§ Input rows
▬▬▬
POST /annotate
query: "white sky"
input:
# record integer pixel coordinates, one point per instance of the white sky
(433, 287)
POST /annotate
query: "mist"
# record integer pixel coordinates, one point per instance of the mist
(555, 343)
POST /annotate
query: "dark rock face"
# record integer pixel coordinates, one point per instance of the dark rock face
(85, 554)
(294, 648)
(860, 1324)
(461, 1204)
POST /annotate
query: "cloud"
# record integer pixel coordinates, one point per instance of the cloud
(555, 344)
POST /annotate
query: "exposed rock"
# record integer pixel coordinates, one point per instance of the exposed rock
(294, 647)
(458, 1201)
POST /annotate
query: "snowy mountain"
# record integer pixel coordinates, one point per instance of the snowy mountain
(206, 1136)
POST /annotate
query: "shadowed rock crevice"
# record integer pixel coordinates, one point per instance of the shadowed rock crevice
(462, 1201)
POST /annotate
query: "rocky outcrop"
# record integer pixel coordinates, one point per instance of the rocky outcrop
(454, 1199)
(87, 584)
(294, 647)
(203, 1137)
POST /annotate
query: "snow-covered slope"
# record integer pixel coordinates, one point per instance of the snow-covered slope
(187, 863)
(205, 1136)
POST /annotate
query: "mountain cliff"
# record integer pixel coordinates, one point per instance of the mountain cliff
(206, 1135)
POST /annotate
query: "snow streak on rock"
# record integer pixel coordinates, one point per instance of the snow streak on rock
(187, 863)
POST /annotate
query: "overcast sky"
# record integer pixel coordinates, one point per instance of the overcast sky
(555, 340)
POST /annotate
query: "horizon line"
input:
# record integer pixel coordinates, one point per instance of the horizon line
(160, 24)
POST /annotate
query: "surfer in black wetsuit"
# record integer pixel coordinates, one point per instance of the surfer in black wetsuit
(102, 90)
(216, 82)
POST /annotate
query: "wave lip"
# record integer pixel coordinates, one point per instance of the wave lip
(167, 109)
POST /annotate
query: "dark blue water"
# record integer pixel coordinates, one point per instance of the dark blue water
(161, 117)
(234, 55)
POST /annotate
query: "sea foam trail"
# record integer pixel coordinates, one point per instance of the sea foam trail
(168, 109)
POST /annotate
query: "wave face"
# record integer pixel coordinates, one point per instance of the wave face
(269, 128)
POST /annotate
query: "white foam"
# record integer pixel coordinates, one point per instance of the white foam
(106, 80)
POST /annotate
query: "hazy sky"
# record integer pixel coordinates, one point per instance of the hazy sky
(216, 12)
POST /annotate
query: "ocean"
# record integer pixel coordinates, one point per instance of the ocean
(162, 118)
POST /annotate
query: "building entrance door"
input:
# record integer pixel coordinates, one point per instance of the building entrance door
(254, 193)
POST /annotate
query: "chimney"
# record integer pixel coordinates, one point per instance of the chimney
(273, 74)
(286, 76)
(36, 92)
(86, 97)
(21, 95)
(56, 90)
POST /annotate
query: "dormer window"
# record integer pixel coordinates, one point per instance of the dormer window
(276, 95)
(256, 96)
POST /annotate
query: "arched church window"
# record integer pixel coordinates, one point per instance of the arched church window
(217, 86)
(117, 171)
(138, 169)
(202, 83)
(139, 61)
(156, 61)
▬▬▬
§ Your goal
Write the data from above out again, exactly.

§ Output of the exercise
POST /annotate
query: "white sky"
input:
# record integer pixel coordinates, one point per instance of the white sky
(433, 287)
POST /annotate
query: "mist"
# record integer pixel coordinates, one point per instance of the mist
(555, 343)
POST /annotate
query: "dark rock face"
# record integer pixel coordinates, one point per instance of the dark rock face
(85, 554)
(294, 648)
(860, 1324)
(461, 1204)
POST /annotate
query: "cloud"
# record integer pixel coordinates, one point per instance of the cloud
(555, 344)
POST /annotate
query: "exposed rock"
# record integer pixel coordinates, one point per instance of the exposed rock
(294, 647)
(458, 1201)
POST /annotate
query: "snowy mountain"
# record integer pixel coordinates, one point per instance of the snowy mountain
(206, 1136)
POST /annotate
query: "shadowed rock crevice"
# record integer pixel coordinates, one point per instance of the shadowed rock crevice
(462, 1201)
POST /annotate
query: "rocky outcrop"
# record integer pixel coordinates, one point per instance of the rocky outcrop
(454, 1199)
(87, 584)
(294, 647)
(203, 1137)
POST /annotate
query: "snow-covered slope"
# record integer pixel coordinates, one point per instance of the snow-covered slope
(187, 863)
(205, 1136)
POST /annotate
query: "mountain cliff"
# record integer pixel coordinates, one point per instance of the mountain cliff
(206, 1135)
POST /annotate
query: "snow streak on rock"
# record integer pixel coordinates, one point per instance of the snow streak on rock
(187, 863)
POST /annotate
query: "overcast sky"
# record integer pixel coordinates, one point per instance of the overcast sky
(555, 340)
POST /annotate
query: "horizon line"
input:
# record integer pixel coordinates, one point per instance of the horizon line
(160, 24)
POST /annotate
query: "surfer in black wetsuit"
# record integer pixel coordinates, one point per instance of the surfer in black wetsuit
(102, 90)
(216, 82)
POST /annotate
query: "wave lip"
# record integer pixel coordinates, one point per instance of the wave lip
(167, 109)
POST /annotate
query: "dark blue water"
# record integer pixel coordinates, one point per instance of the dark blue water
(161, 117)
(234, 55)
POST /annotate
query: "sea foam trail"
# record integer pixel coordinates, one point per instance of the sea foam trail
(168, 109)
POST /annotate
query: "wave face"
# record integer pixel coordinates, one point per instance of the wave face
(269, 128)
POST /annotate
query: "white foam"
# record integer pixel coordinates, one point per instance of the white foam
(106, 80)
POST /annotate
query: "hazy sky"
# record integer pixel coordinates, one point per instance of the hazy sky
(216, 12)
POST /annotate
query: "ocean"
# record integer pixel coordinates, one point per instance of the ocean
(162, 118)
POST /annotate
query: "building entrance door"
input:
# record integer pixel coordinates, one point per instance of the building entrance door
(254, 193)
POST /annotate
query: "chimney"
# record integer pixel coordinates, one point per instance of the chimney
(273, 74)
(286, 76)
(36, 92)
(86, 97)
(21, 95)
(56, 90)
POST /annotate
query: "dormer window"
# record integer pixel coordinates, one point per instance of the dormer window
(276, 95)
(256, 96)
POST /annotate
query: "arched church window"
# record integer pixel coordinates, one point per instance of the arched church window
(217, 86)
(117, 171)
(138, 169)
(202, 83)
(139, 61)
(156, 61)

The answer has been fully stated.